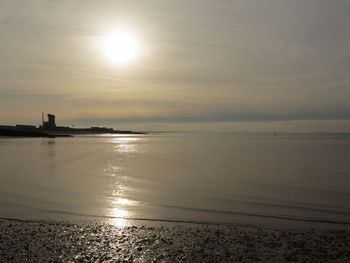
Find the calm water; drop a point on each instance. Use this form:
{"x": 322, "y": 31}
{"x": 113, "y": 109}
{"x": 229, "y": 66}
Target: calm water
{"x": 259, "y": 179}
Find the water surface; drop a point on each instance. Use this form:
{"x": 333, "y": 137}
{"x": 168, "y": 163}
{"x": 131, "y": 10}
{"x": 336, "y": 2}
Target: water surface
{"x": 216, "y": 178}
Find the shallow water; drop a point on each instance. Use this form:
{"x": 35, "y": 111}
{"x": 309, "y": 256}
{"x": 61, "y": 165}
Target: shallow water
{"x": 216, "y": 178}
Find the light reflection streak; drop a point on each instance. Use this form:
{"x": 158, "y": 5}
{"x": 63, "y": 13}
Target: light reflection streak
{"x": 118, "y": 217}
{"x": 120, "y": 207}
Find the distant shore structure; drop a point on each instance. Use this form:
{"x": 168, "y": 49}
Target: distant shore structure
{"x": 51, "y": 123}
{"x": 50, "y": 129}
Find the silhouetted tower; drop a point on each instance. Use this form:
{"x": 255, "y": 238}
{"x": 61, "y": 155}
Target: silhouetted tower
{"x": 50, "y": 124}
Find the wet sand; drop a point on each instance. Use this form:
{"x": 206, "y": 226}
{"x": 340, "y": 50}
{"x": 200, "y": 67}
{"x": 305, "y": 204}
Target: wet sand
{"x": 23, "y": 241}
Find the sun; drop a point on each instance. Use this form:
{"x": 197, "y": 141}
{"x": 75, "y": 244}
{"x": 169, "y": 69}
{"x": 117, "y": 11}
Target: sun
{"x": 121, "y": 47}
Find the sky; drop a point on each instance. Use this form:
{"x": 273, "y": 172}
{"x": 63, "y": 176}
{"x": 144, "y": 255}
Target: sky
{"x": 202, "y": 64}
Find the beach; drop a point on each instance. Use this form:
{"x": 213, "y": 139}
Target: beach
{"x": 49, "y": 241}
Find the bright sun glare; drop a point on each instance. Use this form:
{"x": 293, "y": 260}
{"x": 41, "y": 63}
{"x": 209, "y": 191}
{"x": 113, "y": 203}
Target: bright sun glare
{"x": 121, "y": 47}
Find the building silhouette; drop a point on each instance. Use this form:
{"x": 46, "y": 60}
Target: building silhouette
{"x": 51, "y": 123}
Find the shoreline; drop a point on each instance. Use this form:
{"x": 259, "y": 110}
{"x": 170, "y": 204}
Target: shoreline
{"x": 46, "y": 241}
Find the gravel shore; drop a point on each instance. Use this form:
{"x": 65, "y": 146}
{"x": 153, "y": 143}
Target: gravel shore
{"x": 22, "y": 241}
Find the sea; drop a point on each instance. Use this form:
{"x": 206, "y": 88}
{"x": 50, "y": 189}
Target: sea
{"x": 287, "y": 180}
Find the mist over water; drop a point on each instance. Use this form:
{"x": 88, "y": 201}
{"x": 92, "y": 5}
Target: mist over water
{"x": 216, "y": 178}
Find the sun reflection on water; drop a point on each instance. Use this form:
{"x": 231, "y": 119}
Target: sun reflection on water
{"x": 118, "y": 217}
{"x": 121, "y": 207}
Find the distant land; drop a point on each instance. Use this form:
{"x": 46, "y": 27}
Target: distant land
{"x": 49, "y": 129}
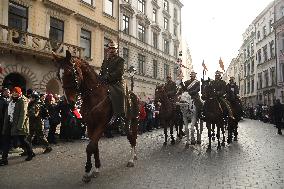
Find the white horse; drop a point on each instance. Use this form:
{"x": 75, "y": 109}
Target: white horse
──────────────────────────────
Instructions to follow: Repeat the entries exactly as they are given, leaving out each image.

Answer space:
Find the calm water; drop a point on each instance. Use this form:
{"x": 322, "y": 31}
{"x": 113, "y": 109}
{"x": 229, "y": 66}
Target: calm water
{"x": 259, "y": 179}
Find the water surface; drop a point on each instance. Use this form:
{"x": 333, "y": 137}
{"x": 168, "y": 163}
{"x": 131, "y": 10}
{"x": 336, "y": 2}
Target: water surface
{"x": 216, "y": 178}
Find the shallow water; drop a point on each instance. Use this form:
{"x": 35, "y": 111}
{"x": 309, "y": 256}
{"x": 61, "y": 165}
Target: shallow water
{"x": 216, "y": 178}
Find the light reflection streak; drop a point on each instance. Use this form:
{"x": 158, "y": 5}
{"x": 63, "y": 13}
Target: light reflection streak
{"x": 118, "y": 217}
{"x": 120, "y": 207}
Find the distant shore structure; drop a point on each instance. Use this form:
{"x": 168, "y": 49}
Target: distant shore structure
{"x": 51, "y": 123}
{"x": 50, "y": 129}
Find the silhouetted tower; drop a point on each instance. Use this form:
{"x": 255, "y": 238}
{"x": 61, "y": 155}
Target: silhouetted tower
{"x": 50, "y": 124}
Find the wet sand; drop a point on each instance. Use this form:
{"x": 206, "y": 226}
{"x": 340, "y": 50}
{"x": 200, "y": 67}
{"x": 305, "y": 204}
Target: wet sand
{"x": 23, "y": 241}
Find the sun; drop a point on each instance. Use this form:
{"x": 197, "y": 141}
{"x": 75, "y": 244}
{"x": 169, "y": 69}
{"x": 117, "y": 11}
Target: sun
{"x": 121, "y": 47}
Find the sky; drop a point on each instance. Use this form:
{"x": 273, "y": 172}
{"x": 63, "y": 176}
{"x": 144, "y": 255}
Target: sky
{"x": 202, "y": 64}
Find the beach; drop a point on each instance. Use this form:
{"x": 213, "y": 139}
Target: beach
{"x": 49, "y": 241}
Find the bright sun glare; drop a point on each instance. Use this form:
{"x": 293, "y": 260}
{"x": 41, "y": 63}
{"x": 209, "y": 191}
{"x": 113, "y": 203}
Target: bright sun glare
{"x": 121, "y": 47}
Find the building silhouette; drop a point on each instance. Use this form:
{"x": 46, "y": 60}
Target: building silhouette
{"x": 51, "y": 123}
Find the shoreline; drop a point on each instance. Use this form:
{"x": 259, "y": 110}
{"x": 170, "y": 204}
Target: shoreline
{"x": 46, "y": 241}
Find the gravel shore; drop a point on each instance. Use this form:
{"x": 65, "y": 146}
{"x": 153, "y": 143}
Target: gravel shore
{"x": 22, "y": 241}
Find the sea; drop a point on each instance. Use this form:
{"x": 206, "y": 88}
{"x": 50, "y": 189}
Target: sea
{"x": 287, "y": 180}
Find the mist over water; drop a point on each instance. Use this form:
{"x": 88, "y": 201}
{"x": 92, "y": 5}
Target: mist over water
{"x": 216, "y": 178}
Find the sun reflection on water; drop a point on each instance. Use this form:
{"x": 231, "y": 119}
Target: sun reflection on water
{"x": 118, "y": 217}
{"x": 121, "y": 207}
Find the distant land; drop a point on each instance. Use this form:
{"x": 46, "y": 27}
Target: distant land
{"x": 49, "y": 129}
Find the white horse; drop a point on each instance. Use this form:
{"x": 75, "y": 109}
Target: white horse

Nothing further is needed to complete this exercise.